"""
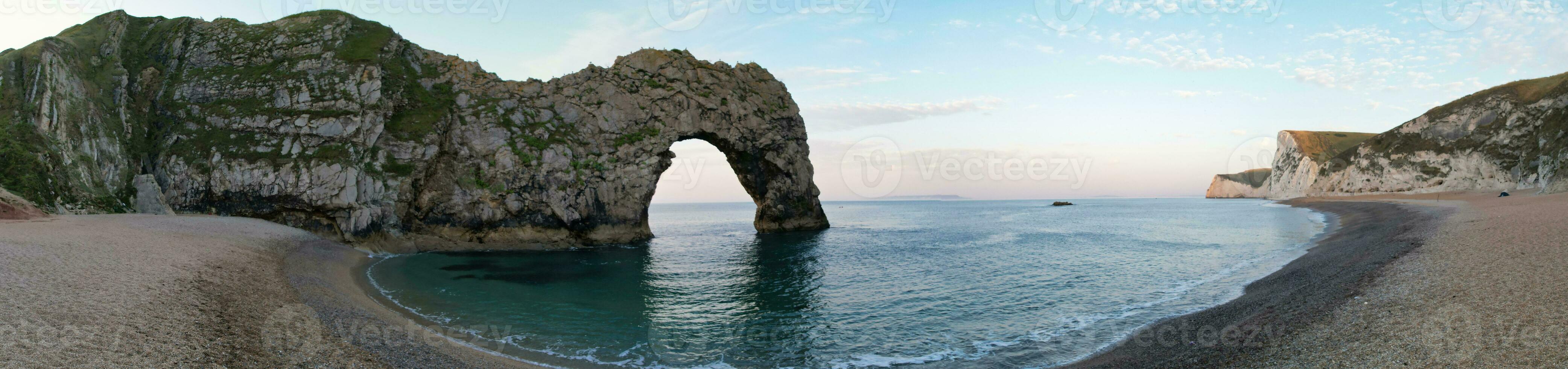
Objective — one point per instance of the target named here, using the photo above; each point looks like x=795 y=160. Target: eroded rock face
x=1302 y=156
x=149 y=197
x=1510 y=137
x=16 y=208
x=339 y=126
x=1246 y=184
"""
* _Stated task_
Convert the whole listing above into a two-column CSV with the headers instruction and response. Use one row for each text-and-answer pair, put each value in a single quoted field with line breaks replaced by spaces, and leave out the pictures.

* _Exercise result_
instruction,response
"Objective — one point per instance of the target named here, using the photo above; each point looks like x=795 y=160. Target: eroded rock face","x=1302 y=156 x=149 y=197 x=1510 y=137 x=16 y=208 x=339 y=126 x=1246 y=184"